- [Challenge]: Can you copy every one of the rows below word for word, keeping each line as it stands?

++++ The data

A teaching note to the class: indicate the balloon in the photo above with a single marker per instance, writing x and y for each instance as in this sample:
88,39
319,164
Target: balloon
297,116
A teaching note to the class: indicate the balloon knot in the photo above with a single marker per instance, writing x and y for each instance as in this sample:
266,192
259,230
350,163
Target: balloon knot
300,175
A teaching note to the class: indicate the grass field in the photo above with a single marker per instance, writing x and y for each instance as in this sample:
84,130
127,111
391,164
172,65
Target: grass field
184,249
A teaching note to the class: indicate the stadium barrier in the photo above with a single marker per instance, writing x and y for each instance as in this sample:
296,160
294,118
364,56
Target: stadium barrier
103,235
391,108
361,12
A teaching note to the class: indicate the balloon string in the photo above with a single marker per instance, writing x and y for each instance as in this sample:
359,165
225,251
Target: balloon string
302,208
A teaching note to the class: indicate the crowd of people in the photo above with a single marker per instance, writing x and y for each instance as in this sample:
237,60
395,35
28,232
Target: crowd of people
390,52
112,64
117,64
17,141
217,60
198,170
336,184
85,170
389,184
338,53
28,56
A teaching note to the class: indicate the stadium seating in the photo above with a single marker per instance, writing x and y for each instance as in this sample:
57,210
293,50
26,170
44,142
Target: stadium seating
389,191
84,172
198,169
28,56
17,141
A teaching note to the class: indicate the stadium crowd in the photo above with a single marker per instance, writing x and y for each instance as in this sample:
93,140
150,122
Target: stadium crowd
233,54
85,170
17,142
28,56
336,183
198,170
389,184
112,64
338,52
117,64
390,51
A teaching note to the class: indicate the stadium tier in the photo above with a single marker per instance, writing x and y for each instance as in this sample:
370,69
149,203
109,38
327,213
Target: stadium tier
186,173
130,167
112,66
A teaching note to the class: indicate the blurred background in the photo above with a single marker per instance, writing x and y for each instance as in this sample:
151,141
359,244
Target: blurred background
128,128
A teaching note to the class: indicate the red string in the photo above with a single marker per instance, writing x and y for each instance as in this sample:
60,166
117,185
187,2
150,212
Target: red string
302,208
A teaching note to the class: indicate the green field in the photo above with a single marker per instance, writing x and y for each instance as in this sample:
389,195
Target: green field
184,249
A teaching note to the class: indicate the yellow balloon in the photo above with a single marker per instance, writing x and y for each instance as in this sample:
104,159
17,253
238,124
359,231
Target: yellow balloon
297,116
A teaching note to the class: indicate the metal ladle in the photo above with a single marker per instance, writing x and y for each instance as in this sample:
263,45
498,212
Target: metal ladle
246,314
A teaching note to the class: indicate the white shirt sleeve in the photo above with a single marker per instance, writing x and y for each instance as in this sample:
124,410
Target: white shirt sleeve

++++++++

- [Result of this exercise]:
A teaching note to the class: indicate the balloon in the photo above with a single marker per instance, writing x and y for each instance as in this sample:
88,39
319,164
Target: balloon
297,116
A teaching note to the class: indicate the balloon knot in the photo above with a single marker per instance, writing x and y for each instance as in this sample:
266,192
259,230
350,163
Target: balloon knot
300,175
A teaching note to the class: indicate the grass field in the photo above with a single marker per instance, writing x and y for each instance as in this sample:
84,130
127,111
391,164
172,65
Target: grass field
184,249
A teaching note to the class: indicate the stadium barrier in the photo above with a single marker per instance, writing x and y for each instance as in this sample:
296,160
294,118
364,56
Target: stadium barrier
103,235
391,108
361,12
A teaching note to the class: indicate the balloon string in the photo above with a single marker per instance, writing x and y for each instance as in this sample:
359,165
225,251
Target: balloon string
302,208
A teaching note to the class: indicate the crowd of people in the photo above with a single marker per instance, writing x and y for each instance as in this sample:
237,60
395,35
28,232
Target: crowd of people
390,52
112,64
117,64
17,141
217,60
198,170
336,184
85,170
389,184
338,53
28,56
A teaching note to the class: indicate the stadium seating in the photo above with a single marker per instance, writing x and y for each instance as in this sample:
57,210
293,50
26,170
44,142
Target: stadium seating
389,191
84,172
198,169
28,56
17,141
A teaching note to the class: indicate the stadium crowd in the photo above with a single marker per instance, writing x and y for each instance as in this sample:
93,140
150,122
Target: stadium crowd
233,54
85,170
17,142
28,56
336,183
198,170
389,184
112,64
338,52
117,64
390,51
A teaching note to the class: indicate the stadium tier in the photo above with a single marker per instance, writing x and y for each instance as in this sample:
370,69
149,203
109,38
327,213
Target: stadium tier
186,173
130,167
112,66
A teaching note to the class: indicate the blurred background in the photo above with a single marker per instance, writing x and y for each instance as in this sample:
151,141
359,244
Target: blurred background
128,128
A teaching note to the class: indicate the red string in the photo above with a single marker per instance, writing x and y for each instance as in this sample:
60,166
117,185
187,2
150,212
Target: red string
302,208
A teaching note to the class: indicate the green field in the photo above with a single marker per instance, writing x and y for each instance as in this sample:
389,195
Target: green field
184,249
A teaching note to the class: indicate the yellow balloon in the photo above with a single marker per instance, writing x and y for each instance as in this sample:
104,159
17,253
238,124
359,231
Target: yellow balloon
297,116
A teaching note to the class: indicate the metal ladle in the photo above with a single marker per instance, writing x and y for each instance as in this sample:
263,45
498,212
Target: metal ladle
246,314
A teaching note to the class: indicate the white shirt sleeve in the photo above with a single marker per instance, writing x and y for each instance as in this sample:
124,410
Target: white shirt sleeve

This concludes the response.